Entries from a pointing dataset:
━━━━━━━━━━━━━━━━

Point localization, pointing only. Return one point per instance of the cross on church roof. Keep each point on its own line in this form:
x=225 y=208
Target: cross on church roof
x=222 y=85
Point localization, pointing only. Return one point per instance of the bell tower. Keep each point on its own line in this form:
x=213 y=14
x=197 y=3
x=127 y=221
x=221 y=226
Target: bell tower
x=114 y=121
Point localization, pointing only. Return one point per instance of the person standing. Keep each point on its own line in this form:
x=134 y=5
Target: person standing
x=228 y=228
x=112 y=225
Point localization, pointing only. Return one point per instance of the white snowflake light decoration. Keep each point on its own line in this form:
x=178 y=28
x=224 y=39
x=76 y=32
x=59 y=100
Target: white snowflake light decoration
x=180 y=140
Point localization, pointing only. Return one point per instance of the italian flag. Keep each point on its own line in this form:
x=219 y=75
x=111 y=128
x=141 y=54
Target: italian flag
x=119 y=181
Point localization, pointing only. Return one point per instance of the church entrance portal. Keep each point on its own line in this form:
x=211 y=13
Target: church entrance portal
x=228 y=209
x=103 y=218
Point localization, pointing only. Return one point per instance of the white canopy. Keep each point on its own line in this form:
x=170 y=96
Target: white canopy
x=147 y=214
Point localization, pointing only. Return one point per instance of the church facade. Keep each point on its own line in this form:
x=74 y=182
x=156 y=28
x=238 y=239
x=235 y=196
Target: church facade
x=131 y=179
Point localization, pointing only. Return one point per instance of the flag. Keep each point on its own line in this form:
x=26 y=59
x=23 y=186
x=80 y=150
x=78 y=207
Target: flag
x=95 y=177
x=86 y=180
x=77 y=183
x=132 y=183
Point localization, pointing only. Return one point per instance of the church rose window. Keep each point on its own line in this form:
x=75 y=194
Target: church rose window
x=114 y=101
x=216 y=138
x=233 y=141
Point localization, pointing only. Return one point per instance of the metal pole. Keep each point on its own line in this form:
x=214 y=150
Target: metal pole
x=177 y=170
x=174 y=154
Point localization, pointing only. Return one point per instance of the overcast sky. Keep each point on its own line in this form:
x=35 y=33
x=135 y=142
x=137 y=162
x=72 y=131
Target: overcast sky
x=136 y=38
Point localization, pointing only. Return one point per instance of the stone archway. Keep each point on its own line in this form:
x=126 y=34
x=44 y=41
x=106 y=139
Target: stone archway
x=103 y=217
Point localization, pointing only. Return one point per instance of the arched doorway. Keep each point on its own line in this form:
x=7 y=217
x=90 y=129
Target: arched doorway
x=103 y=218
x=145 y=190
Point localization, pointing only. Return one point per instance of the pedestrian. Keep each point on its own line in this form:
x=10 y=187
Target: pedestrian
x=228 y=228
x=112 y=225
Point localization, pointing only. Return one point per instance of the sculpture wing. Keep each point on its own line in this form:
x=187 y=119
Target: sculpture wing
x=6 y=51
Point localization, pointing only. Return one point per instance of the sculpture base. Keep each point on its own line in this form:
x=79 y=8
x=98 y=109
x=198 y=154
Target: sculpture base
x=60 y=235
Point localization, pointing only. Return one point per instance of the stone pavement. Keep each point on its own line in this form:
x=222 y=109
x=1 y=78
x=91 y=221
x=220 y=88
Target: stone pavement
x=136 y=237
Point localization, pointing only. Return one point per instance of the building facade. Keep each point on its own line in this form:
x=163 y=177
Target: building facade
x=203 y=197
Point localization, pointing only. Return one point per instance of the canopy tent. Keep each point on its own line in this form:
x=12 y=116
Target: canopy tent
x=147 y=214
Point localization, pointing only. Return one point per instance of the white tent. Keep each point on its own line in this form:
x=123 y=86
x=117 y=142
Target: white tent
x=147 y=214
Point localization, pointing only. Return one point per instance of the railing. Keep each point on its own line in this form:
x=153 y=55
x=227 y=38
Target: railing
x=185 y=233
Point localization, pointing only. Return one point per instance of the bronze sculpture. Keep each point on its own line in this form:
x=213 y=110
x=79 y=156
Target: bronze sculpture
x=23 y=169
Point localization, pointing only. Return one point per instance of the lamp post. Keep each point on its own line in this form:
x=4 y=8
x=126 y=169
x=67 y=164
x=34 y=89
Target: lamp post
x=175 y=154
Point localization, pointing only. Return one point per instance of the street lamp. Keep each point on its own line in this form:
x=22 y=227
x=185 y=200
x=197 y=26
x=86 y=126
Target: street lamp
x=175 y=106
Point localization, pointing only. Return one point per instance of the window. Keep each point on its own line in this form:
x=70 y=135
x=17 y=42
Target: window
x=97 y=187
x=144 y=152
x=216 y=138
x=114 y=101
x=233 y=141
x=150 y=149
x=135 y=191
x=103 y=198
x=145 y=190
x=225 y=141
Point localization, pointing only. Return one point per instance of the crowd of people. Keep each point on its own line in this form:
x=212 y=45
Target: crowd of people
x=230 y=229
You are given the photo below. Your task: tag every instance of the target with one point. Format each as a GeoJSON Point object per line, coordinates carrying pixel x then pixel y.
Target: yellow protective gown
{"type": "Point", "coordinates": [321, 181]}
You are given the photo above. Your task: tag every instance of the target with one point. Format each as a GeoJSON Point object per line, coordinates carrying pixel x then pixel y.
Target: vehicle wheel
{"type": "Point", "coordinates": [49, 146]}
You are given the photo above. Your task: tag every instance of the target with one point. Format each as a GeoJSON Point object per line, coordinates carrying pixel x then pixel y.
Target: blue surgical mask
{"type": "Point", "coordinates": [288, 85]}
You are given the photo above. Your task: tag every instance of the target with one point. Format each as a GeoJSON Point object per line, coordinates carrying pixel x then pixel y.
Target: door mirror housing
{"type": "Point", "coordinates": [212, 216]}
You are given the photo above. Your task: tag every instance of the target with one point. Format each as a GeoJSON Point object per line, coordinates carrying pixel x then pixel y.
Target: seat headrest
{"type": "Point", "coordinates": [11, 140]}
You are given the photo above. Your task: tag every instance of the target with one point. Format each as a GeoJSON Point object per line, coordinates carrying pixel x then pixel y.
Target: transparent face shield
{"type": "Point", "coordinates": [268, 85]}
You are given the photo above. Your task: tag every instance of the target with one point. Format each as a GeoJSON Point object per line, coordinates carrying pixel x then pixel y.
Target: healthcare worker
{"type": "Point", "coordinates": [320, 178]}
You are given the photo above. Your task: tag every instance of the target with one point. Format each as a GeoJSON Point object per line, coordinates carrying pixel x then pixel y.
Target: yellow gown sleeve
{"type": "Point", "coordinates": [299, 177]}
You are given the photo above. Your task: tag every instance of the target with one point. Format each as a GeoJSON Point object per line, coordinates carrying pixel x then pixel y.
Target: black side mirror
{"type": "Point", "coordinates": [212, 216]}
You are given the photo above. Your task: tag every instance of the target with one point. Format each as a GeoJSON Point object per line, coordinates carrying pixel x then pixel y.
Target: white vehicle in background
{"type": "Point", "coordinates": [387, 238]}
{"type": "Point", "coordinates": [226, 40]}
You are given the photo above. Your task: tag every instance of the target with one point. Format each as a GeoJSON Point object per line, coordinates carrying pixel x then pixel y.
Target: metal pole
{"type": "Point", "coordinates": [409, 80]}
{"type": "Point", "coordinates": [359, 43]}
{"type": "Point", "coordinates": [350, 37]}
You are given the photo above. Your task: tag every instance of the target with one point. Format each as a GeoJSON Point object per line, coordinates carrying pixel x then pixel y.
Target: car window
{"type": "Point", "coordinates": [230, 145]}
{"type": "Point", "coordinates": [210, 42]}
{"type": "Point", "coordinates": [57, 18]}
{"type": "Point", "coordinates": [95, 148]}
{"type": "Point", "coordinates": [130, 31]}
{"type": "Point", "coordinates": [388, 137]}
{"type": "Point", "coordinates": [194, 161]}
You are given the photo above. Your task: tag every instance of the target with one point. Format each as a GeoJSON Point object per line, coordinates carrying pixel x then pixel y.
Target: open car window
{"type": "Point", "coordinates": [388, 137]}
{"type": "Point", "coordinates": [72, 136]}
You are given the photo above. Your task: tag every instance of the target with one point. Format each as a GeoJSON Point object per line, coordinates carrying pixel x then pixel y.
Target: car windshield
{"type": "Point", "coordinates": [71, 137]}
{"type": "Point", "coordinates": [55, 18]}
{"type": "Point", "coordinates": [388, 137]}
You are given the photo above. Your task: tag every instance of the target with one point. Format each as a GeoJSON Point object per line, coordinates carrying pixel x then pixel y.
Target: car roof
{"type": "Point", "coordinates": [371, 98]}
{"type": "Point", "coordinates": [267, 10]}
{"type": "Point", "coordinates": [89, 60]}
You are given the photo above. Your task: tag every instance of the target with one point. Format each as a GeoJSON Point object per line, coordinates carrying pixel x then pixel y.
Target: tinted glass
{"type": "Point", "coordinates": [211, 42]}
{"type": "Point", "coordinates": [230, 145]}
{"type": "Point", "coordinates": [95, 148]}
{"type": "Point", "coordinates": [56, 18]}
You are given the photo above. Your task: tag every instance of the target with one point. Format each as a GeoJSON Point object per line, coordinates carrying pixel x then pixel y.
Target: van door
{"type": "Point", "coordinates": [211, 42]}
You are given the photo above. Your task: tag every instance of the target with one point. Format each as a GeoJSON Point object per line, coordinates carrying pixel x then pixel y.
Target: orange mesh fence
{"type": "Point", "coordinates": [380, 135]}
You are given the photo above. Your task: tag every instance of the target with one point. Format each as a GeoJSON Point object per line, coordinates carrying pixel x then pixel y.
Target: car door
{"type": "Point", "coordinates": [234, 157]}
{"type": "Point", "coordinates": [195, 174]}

━━━━━━━━━━━━━━━━

§ To be done
Please reproduce, word for word, the part of the rows that opens with the line containing "the church rose" and closes with the line containing "x=103 y=217", including both of those lines.

§ Exercise solution
Point localization, pointing only. Return one point per instance of the church rose window. Keep each point on its own line in this form:
x=75 y=194
Target: church rose window
x=114 y=101
x=216 y=138
x=233 y=141
Point localization, pointing only. Return one point per instance of the metal pole. Keep each point on its own line in this form:
x=214 y=150
Target: metal pole
x=177 y=170
x=174 y=154
Point localization, pointing only. Return one point per instance of the overcast sky. Keep each point on its own line in this form:
x=35 y=33
x=135 y=142
x=137 y=162
x=72 y=131
Target: overcast sky
x=136 y=38
Point localization, pointing only. Return one point per instance of the stone archway. Keep each point on its own line in this form:
x=126 y=34
x=44 y=41
x=106 y=139
Target: stone archway
x=103 y=217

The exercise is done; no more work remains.